◆ Directive 1 ◆
How many lines in the rows below contain the string "grass"? Reply with the number alone.

A music library is central to every DJ’s performance and no two libraries are the same. A library needs to be easy to navigate, store every song you may need and make life as simple as possible for the DJ so the majority of their efforts can be focused on the actual performance. Here at Crossfader the team is made up of DJ’s who are at different stages of their career and working different style of gigs. We speak to three members of the team to see how they organise their libraries best to suit their own gigs.
DJ Holland’s Music Library
Holland is using Serato DJ Pro for his DJ sets. He has crates set up around particular genre’s of music, with larger genres broken down into sub crates. A particularly unique crate of his is the Samples crate. Inside this crate he has sub crates containing sample packs, scratch tools and voice overs. These are used to manage the files used in the SP6 sample player in Serato. DJ Holland prefers to sort his crates by BPM descending, often starting at the bottom and working his way up for longer sets. On top of this Holland is also utilising the secondary sorting feature. Unique to Serato, this allows Holland to have tracks grouped by Key as well as BPM. Holland is able to perform harmonic mixing far easier with this enabled. To help himself find certain tracks in large crates, Holland has colour coded certain tracks to make them stand out. He usually uses Green tags for tracks that work well in his sets and red for tracks that don’t.

◆ Directive 2 ◆
Repeat the passage from the article on DJ music libraries above, starting with "A music library" and going on through "their own gigs.".

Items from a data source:
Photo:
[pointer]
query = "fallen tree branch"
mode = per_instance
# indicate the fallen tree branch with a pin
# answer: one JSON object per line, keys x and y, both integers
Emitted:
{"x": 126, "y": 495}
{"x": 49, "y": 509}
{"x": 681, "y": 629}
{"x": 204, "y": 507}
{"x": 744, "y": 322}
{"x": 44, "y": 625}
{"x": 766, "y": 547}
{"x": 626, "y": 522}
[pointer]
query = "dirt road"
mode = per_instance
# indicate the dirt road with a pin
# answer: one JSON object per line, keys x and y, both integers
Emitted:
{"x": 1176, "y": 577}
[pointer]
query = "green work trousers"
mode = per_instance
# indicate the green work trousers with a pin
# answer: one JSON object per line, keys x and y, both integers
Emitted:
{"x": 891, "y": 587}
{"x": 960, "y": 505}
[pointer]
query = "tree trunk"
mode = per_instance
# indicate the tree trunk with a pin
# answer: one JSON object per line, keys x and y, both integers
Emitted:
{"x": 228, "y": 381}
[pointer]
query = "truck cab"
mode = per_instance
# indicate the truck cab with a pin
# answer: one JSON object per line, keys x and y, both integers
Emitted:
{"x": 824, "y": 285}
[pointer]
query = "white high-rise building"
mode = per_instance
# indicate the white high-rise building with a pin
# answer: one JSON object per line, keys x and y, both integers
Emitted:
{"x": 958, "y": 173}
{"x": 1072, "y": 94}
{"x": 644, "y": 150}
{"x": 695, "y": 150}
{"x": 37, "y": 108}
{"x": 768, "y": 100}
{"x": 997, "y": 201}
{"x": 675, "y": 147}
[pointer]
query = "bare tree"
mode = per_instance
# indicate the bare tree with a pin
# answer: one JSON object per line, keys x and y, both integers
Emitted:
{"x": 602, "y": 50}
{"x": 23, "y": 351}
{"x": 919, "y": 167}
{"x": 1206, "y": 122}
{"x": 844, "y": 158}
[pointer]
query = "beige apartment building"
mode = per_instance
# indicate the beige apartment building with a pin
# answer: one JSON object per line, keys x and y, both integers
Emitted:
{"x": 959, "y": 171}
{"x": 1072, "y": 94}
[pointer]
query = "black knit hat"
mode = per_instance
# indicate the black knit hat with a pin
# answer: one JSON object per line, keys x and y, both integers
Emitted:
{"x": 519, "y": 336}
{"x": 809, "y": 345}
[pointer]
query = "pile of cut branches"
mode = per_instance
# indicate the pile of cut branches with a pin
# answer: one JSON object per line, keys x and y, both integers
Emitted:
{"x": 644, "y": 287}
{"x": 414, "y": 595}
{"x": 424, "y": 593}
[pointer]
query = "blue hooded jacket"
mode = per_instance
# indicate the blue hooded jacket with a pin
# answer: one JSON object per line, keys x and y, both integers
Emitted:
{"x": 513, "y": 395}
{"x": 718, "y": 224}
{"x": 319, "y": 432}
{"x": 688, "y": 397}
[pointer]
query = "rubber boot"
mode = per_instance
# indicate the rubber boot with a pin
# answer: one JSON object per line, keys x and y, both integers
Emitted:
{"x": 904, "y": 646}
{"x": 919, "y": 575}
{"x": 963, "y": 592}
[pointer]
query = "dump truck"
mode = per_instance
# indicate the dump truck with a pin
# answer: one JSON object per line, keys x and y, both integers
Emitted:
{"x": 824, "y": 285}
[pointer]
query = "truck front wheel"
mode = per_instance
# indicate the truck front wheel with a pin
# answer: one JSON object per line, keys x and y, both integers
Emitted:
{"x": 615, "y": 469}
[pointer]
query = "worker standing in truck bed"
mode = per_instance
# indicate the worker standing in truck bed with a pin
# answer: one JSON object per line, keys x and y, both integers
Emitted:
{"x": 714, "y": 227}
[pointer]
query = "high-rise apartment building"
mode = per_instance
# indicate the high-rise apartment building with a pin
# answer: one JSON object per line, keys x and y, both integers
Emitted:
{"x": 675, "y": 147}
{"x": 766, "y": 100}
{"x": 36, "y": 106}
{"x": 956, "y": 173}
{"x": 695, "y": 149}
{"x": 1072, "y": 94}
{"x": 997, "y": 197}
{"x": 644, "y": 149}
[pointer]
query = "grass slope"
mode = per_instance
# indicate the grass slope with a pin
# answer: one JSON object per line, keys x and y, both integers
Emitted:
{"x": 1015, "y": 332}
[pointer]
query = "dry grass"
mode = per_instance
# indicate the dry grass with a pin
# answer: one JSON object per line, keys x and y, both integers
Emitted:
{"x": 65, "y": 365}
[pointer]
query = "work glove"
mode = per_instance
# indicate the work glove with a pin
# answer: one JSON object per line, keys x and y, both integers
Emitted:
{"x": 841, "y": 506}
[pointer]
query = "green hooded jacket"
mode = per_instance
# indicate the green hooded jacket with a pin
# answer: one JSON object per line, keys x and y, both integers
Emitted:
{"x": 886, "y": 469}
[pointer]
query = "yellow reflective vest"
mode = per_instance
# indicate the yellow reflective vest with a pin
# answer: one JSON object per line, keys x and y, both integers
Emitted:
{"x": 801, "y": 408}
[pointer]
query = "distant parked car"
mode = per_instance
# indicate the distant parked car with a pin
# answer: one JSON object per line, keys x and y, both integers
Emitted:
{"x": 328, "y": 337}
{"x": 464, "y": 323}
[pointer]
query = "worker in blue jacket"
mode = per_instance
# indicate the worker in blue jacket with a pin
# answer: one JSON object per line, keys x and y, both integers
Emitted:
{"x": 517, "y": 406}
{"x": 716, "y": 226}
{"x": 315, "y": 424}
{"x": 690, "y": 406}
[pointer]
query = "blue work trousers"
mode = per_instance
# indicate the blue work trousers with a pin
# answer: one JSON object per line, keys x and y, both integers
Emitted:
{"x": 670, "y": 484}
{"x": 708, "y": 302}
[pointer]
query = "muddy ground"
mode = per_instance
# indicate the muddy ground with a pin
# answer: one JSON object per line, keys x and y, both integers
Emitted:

◆ Final answer 1 ◆
4

◆ Final answer 2 ◆
A music library is central to every DJ’s performance and no two libraries are the same. A library needs to be easy to navigate, store every song you may need and make life as simple as possible for the DJ so the majority of their efforts can be focused on the actual performance. Here at Crossfader the team is made up of DJ’s who are at different stages of their career and working different style of gigs. We speak to three members of the team to see how they organise their libraries best to suit their own gigs.